Their now legendary encore, "I'm Going Home" performed at
The Woodstock Music and Arts Festival in August 1969, was captured on film and exposed their jazz, blues, rock amalgam to a large audience of movie-goers
who were blown away by the intensity of the band's erformance when the Academy Award winning
documentary was released in 1970. Their ten-minute appearance in the film is an acknowledged highlight and
established Ten Years After a place in the rock history.
From 1968 to 1975 constant touring, playing important musical events like The Newport Jazz Festival,
The Miami Pop Festival, The 1970 Isle of Wight Festival, The Toronto Peace Festival and huge venues like
The Royal Albert Hall in London, Madison Square Garden in New York and The Budokan Theatre
in Tokyo, exposed the band's music to a Global Audience. It is estimated that they performed to in excess
of 75,000 new fans a week. Almost four million people a year, not counting those who
saw the band in the "Woodstock" film. Between 1967 and 1974,Ten Years After recorded and released
ten multimillion selling albums. The band's albums are still
available and all have Gold or Platinum status.
Sadly, Alvin Lee decided to go solo in 1975 and the group disappeared
from the scene. However, there has always been a demand for Ten Years After and, over the following
twenty-plus years, there were to be three short-lived attempts at reformation and one new studio record,
"About Time". Each time, Alvin quit to return to his solo career.
Starting in 2001, to take advantage in the growing interest in legendary bands
like Ten Years After, EMI, and Decca Records digitally re-mastered and re-released
the whole Ten Years After back catalogue, most with bonus tracks, including a rare "find" that had
laid unnoticed --- the 1970 live recording of the band at its peak at the Fillmore East in New York.
Ric and Chick both approached Alvin with a view to touring to support the
releases, but Alvin declined. It was a frustrating situation and once again it seemed that fans would be denied hearing
the music being played live.
A chance opportunity early in 2002 for the three founder members of Ten Years After --- Leo Lyons (bass), Chick Churchill (keyboards) and Ric Lee (Drums) to work together gave them an insight into the intense,
re-awakened interest in the band. It is by public request, that the band is back together.

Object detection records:
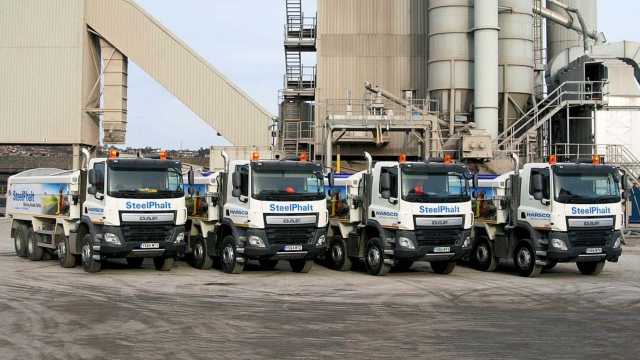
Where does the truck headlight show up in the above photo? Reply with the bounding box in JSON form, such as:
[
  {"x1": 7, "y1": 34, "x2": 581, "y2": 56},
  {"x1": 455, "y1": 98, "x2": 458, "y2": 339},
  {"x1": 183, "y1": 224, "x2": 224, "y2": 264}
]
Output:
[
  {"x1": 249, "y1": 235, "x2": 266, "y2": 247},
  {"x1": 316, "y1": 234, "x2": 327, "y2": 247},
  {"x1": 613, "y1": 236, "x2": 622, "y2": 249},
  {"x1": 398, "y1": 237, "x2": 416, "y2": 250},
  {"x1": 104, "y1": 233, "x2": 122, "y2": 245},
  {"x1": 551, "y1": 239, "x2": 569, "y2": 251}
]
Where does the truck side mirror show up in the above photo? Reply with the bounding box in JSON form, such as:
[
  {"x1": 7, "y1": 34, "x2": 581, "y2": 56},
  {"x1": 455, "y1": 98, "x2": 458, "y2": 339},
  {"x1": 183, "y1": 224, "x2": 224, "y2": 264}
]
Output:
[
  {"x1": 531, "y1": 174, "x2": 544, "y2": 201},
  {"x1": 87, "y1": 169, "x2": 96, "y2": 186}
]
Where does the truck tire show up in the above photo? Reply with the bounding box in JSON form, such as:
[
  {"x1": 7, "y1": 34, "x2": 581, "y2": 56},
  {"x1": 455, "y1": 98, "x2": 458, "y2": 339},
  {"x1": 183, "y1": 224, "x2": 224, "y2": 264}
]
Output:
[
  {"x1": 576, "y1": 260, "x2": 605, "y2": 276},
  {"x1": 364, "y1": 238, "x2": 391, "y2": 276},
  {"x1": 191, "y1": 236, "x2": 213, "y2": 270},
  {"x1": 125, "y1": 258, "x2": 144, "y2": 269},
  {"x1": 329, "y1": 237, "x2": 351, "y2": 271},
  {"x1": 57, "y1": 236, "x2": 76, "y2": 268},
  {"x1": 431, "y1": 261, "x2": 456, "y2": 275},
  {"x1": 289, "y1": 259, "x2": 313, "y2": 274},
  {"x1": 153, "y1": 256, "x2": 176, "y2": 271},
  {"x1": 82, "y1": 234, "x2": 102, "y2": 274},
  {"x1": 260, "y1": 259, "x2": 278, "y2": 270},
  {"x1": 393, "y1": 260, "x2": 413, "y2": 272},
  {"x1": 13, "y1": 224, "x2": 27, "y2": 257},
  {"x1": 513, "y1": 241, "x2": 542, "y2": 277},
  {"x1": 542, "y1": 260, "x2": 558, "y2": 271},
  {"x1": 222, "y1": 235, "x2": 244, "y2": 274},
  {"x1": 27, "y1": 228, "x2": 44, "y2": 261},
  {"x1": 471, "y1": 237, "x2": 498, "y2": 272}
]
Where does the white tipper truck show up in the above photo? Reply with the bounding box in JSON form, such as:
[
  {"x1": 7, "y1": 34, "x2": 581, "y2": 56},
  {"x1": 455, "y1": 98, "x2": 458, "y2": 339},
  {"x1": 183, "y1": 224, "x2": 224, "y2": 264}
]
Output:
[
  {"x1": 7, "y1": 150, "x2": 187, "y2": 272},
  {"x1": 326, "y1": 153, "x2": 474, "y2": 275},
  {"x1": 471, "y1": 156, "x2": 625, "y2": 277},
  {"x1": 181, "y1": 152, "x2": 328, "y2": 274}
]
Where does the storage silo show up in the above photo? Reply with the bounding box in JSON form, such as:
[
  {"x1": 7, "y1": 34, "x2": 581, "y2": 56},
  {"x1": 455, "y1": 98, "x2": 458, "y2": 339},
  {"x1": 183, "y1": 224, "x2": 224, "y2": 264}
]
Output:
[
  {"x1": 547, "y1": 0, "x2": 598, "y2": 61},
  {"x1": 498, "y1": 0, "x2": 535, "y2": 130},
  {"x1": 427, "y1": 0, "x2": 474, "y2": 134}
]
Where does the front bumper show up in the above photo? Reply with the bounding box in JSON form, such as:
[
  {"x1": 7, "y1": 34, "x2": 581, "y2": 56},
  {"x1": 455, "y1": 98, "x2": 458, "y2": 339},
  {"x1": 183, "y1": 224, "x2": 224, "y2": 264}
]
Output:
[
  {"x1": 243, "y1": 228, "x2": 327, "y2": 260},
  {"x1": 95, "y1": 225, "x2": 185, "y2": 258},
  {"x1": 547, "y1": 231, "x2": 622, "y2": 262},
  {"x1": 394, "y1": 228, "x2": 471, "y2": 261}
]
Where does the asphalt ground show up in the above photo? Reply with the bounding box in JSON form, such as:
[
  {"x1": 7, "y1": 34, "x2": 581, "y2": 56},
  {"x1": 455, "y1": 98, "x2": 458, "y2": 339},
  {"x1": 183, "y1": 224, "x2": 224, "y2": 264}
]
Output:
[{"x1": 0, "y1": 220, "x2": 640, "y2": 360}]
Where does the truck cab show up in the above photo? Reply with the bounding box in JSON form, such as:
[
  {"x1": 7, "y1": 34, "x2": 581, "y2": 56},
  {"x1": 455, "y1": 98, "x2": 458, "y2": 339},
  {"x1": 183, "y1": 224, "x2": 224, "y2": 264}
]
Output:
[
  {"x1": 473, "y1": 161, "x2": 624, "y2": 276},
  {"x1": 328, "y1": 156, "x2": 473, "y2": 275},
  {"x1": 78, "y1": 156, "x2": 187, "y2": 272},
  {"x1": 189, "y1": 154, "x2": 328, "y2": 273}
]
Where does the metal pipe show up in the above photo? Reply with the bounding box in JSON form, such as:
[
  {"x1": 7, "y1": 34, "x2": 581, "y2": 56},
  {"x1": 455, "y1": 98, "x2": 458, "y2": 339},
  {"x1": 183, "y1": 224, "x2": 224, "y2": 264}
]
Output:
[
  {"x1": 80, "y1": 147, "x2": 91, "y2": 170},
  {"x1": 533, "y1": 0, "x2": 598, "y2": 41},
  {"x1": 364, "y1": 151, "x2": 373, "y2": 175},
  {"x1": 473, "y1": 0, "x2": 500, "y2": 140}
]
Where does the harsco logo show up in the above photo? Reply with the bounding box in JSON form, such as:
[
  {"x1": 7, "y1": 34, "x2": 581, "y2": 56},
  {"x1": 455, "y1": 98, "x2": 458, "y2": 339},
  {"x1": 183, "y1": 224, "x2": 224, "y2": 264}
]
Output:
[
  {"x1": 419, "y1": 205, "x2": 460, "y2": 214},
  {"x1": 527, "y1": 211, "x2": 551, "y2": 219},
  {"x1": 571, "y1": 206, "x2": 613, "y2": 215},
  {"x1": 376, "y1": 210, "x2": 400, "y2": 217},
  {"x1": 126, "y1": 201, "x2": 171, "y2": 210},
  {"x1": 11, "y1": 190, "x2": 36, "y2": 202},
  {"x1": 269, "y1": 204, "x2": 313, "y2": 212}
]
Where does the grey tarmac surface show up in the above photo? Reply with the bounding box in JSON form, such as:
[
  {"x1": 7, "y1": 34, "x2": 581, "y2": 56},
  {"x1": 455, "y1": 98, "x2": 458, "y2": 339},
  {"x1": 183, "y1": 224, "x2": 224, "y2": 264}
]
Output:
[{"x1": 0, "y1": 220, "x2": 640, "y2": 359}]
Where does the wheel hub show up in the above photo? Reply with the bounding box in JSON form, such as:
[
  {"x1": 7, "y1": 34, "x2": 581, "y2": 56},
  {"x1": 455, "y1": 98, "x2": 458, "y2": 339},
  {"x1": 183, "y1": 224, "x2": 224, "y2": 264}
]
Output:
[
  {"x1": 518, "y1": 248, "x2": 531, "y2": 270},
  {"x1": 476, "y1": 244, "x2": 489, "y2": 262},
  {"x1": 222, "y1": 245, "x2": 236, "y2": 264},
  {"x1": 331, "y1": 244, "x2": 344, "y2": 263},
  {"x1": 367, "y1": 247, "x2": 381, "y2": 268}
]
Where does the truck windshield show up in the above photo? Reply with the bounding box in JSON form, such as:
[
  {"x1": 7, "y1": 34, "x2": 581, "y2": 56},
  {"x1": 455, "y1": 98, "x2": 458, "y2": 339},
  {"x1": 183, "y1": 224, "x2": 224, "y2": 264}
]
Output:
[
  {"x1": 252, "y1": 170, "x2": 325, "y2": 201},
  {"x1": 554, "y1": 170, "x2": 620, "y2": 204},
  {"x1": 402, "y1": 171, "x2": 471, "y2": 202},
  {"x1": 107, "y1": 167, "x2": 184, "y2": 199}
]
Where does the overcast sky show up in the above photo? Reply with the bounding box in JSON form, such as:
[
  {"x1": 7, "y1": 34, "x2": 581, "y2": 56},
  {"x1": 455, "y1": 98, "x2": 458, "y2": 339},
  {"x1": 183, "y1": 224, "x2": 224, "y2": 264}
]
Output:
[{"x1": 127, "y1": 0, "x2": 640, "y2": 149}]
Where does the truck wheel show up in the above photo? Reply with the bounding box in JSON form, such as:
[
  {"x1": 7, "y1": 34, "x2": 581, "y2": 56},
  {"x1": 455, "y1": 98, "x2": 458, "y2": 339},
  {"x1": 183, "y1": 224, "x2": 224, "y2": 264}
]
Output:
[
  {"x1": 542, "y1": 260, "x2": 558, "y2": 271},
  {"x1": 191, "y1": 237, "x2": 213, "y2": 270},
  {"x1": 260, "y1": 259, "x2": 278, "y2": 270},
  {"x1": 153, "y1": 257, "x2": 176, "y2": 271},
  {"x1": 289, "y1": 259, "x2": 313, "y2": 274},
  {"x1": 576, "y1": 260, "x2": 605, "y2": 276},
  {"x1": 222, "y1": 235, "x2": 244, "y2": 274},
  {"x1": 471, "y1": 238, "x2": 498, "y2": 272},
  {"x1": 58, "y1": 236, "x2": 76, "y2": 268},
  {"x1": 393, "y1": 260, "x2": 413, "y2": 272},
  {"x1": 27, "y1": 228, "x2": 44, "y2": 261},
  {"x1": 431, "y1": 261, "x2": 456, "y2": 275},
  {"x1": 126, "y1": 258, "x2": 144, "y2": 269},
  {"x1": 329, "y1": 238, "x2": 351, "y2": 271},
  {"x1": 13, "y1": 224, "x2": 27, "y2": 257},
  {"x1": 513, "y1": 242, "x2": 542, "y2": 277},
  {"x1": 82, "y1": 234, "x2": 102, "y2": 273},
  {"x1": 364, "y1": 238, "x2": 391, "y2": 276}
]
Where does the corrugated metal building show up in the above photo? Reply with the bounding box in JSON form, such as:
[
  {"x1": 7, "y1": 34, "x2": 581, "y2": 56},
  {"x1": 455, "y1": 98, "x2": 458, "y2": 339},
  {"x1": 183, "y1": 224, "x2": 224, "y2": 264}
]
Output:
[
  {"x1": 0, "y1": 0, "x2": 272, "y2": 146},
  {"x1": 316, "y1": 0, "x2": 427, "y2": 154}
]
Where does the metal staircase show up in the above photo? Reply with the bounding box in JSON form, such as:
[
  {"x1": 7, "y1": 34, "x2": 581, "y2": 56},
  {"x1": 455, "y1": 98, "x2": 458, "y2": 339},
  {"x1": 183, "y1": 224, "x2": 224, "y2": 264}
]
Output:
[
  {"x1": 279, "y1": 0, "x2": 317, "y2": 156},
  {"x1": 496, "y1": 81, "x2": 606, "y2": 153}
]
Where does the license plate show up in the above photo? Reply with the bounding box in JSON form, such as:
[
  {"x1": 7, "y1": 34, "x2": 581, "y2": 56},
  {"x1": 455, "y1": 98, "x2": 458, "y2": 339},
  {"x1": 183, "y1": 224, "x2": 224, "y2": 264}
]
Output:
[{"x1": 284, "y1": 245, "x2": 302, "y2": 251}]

--

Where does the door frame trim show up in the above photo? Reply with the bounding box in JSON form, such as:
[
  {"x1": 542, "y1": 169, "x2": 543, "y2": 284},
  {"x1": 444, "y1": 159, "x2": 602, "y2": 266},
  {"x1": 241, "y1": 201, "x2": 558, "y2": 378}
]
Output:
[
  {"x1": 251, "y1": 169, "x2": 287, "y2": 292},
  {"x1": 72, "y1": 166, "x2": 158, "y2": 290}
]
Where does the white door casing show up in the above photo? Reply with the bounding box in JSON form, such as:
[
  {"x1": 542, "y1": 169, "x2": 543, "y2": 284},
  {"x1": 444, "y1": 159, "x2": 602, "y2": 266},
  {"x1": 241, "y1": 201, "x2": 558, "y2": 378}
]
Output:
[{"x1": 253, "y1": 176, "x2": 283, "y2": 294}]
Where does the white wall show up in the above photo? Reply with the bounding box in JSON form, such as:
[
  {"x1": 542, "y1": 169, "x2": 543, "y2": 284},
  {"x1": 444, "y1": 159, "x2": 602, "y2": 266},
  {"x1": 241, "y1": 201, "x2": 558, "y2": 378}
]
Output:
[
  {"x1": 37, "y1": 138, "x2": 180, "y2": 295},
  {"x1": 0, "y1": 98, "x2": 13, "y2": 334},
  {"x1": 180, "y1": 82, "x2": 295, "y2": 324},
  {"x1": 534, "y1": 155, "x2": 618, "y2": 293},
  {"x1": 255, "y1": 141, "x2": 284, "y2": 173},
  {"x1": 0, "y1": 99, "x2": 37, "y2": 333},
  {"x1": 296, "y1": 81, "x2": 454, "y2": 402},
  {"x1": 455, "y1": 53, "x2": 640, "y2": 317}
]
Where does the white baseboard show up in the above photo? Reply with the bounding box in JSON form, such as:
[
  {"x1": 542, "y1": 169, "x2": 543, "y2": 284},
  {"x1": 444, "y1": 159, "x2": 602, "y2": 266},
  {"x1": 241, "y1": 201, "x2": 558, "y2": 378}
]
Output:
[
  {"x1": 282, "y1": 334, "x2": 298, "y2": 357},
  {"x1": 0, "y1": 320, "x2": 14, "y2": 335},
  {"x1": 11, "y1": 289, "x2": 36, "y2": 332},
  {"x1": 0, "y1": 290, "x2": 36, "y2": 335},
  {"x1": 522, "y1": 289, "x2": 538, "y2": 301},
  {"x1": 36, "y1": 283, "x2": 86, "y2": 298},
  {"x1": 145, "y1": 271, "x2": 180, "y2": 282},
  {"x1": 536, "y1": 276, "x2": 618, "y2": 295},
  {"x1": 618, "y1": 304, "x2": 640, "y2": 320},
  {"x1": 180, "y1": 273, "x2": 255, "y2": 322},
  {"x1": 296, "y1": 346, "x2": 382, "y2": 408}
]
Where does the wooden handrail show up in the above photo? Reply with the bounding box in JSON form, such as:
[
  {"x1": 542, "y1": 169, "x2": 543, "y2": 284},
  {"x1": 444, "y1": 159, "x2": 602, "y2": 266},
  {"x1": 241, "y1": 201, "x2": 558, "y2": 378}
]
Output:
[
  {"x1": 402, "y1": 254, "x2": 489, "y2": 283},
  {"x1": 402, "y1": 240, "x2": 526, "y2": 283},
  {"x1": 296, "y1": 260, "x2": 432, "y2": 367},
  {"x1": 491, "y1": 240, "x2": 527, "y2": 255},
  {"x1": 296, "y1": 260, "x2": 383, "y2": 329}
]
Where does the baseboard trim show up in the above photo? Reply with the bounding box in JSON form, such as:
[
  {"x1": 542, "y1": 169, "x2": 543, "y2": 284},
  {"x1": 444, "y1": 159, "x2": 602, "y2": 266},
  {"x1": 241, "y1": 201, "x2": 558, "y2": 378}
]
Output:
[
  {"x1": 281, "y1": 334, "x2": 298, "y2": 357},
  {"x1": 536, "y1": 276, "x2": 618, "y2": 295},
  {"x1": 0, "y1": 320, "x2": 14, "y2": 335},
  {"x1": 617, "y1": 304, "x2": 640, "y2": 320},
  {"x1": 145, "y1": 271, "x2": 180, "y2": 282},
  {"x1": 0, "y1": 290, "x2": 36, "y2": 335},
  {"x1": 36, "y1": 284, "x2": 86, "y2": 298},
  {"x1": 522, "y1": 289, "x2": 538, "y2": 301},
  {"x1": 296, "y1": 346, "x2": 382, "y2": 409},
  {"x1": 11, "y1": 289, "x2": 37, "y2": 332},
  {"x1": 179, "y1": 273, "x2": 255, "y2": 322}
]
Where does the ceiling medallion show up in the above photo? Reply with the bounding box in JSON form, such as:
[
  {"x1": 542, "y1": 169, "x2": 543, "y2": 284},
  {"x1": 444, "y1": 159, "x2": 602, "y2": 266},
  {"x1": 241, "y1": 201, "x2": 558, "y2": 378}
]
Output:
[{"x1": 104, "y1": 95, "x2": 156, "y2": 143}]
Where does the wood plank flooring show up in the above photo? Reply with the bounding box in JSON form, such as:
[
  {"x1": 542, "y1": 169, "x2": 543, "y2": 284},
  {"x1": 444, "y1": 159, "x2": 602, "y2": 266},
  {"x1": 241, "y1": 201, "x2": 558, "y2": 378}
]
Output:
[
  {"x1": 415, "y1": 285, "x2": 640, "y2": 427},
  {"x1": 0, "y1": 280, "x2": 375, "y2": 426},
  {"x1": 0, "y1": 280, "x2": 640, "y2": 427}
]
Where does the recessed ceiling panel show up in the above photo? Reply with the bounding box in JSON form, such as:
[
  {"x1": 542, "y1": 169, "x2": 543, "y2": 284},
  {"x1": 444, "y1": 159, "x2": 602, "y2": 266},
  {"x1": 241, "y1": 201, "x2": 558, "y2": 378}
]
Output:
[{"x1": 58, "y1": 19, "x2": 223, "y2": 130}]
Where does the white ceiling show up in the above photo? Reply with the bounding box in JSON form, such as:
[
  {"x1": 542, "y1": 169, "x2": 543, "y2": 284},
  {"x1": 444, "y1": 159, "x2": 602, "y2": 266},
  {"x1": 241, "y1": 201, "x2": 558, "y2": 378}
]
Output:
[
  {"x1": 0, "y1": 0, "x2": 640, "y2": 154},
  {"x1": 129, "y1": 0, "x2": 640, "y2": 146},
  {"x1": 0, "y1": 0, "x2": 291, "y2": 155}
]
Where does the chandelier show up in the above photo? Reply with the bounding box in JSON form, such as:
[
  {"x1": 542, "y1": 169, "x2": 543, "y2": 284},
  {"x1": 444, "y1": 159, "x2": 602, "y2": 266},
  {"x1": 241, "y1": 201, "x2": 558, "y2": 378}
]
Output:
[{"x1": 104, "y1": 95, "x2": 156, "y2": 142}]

= Directives =
[a] According to the band history, in what year did Alvin Lee decide to go solo?
[b] Please pull out every line of the records that contains the string "metal".

= Answers for the exercise =
[a] 1975

[b]
Where does the metal pipe show up in the above photo? Reply with the bounding box in JSON form, such as:
Where does the corrugated metal building show up in the above photo? Reply with the bounding box in JSON form, such as:
Where does the metal staircase show up in the above photo? Reply with the bounding box in JSON form, such as:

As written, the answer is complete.